- Lesetext:
════

Hohe Investitionen, geringe Erzeugerpreise: Landwirte müssen häufig ums Überleben kämpfen. Viele werfen das Handtuch, weil sie sich von der EU-Agrarpolitik nicht ausreichend unterstützt fühlen. Betriebe ab 200 Hektar aufwärts profitieren, Ökobauern dagegen haben es in Deutschland schwer.

Von Jantje Hannover |
An einem Traktor spiegelt sich in einer Pfütze ein Transparent mit der Aufschrift: "#Buurn out Syndrom".
Ein schleichender Konzentrationsprozess findet statt: weniger Betriebe, die mehr Land besitzen. Das ist zu einem gewissen Grad politisch erwünscht. (dpa / Guido Kirchner)
"Wir haben hier zwei Sorten, die Jelly, eine gelbschalige und die Rosara, mit roter Schale. Und damit die Bauerngärtner das gut unterscheiden können, auch zwei Sorten mit unterschiedlicher Schalenfarbe."
Anja Wünsch hockt auf der Ladefläche eines Lieferwagens, hinter ihr türmt sich ein Stapel Jutesäcke, gefüllt mit Kartoffeln. Sie greift sich den nächsten Sack, schneidet ihn auf, kippt den Inhalt in eine stabile Holzkiste.

════

- Arbeitsauftrag 1:
Bearbeiten Sie im Lesetext den Abschnitt, der mit den Worten "Hohe Investitionen, geringe" beginnt und mit "(dpa / Guido Kirchner)" endet. Geben Sie ihn vollständig wieder und setzen Sie dabei "Bauern" an die Stelle von "Landwirte".

- Einträge zur Aufgabe:
════

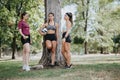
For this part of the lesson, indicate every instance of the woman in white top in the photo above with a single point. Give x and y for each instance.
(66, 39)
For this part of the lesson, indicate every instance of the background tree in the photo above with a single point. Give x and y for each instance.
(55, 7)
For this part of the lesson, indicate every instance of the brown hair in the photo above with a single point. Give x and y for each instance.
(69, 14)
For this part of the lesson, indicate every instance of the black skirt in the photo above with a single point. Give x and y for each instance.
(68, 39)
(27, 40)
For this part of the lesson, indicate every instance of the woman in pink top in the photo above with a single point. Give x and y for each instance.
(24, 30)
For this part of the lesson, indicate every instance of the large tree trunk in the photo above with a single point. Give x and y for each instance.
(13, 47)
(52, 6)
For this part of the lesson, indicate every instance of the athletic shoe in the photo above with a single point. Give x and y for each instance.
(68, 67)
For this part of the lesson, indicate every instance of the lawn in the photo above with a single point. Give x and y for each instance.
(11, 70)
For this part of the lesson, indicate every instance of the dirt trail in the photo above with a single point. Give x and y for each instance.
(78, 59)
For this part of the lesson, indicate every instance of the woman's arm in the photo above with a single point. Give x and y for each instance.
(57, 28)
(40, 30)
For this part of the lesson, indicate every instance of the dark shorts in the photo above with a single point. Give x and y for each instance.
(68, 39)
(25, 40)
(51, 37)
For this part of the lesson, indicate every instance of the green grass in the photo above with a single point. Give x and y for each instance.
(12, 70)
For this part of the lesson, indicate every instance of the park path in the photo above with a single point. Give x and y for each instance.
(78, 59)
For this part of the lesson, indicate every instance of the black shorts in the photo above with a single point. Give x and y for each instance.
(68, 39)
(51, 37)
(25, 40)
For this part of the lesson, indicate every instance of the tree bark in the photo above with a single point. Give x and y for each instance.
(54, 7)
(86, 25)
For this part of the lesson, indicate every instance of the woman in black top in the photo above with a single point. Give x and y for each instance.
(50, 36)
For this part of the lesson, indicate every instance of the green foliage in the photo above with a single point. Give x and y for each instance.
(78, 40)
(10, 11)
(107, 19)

════

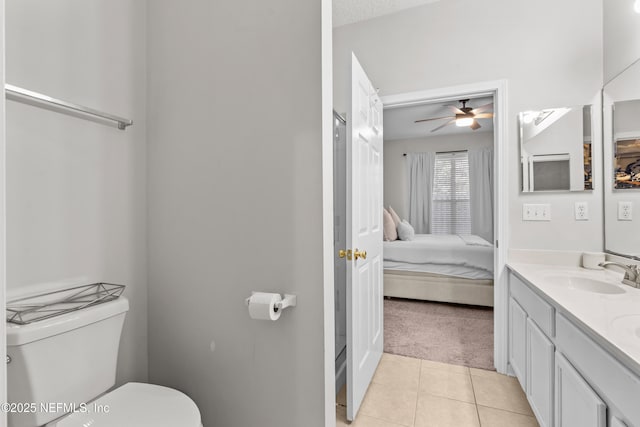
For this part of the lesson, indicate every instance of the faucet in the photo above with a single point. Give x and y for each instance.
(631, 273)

════

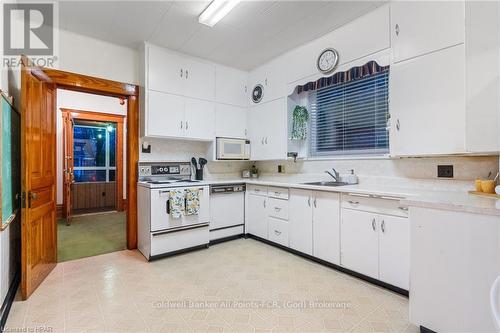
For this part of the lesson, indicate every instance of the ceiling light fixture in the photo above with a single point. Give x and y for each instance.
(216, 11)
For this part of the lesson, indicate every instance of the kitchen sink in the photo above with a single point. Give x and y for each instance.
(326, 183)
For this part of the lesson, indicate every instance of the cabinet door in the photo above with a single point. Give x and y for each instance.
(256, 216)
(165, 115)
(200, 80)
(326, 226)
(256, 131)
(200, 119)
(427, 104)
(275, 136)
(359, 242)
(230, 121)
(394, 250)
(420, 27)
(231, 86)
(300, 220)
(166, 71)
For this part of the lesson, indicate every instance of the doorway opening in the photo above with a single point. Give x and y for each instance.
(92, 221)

════

- Arbeitsauftrag 2:
Zeigen Sie jede Zeile der Einträge, in der die Zeichenfolge "tree" vorkommt. Groß- und Kleinschreibung sind zu beachten.

- Ergebnis 1:
Hohe Investitionen, geringe Erzeugerpreise: Bauern müssen häufig ums Überleben kämpfen. Viele werfen das Handtuch, weil sie sich von der EU-Agrarpolitik nicht ausreichend unterstützt fühlen. Betriebe ab 200 Hektar aufwärts profitieren, Ökobauern dagegen haben es in Deutschland schwer.

Von Jantje Hannover |
An einem Traktor spiegelt sich in einer Pfütze ein Transparent mit der Aufschrift: "#Buurn out Syndrom".
Ein schleichender Konzentrationsprozess findet statt: weniger Betriebe, die mehr Land besitzen. Das ist zu einem gewissen Grad politisch erwünscht. (dpa / Guido Kirchner)

- Ergebnis 2:
For this part of the lesson, indicate every instance of the background tree in the photo above with a single point. Give x and y for each instance.
For this part of the lesson, indicate every instance of the large tree trunk in the photo above with a single point. Give x and y for each instance.
For this part of the lesson, indicate every instance of the tree bark in the photo above with a single point. Give x and y for each instance.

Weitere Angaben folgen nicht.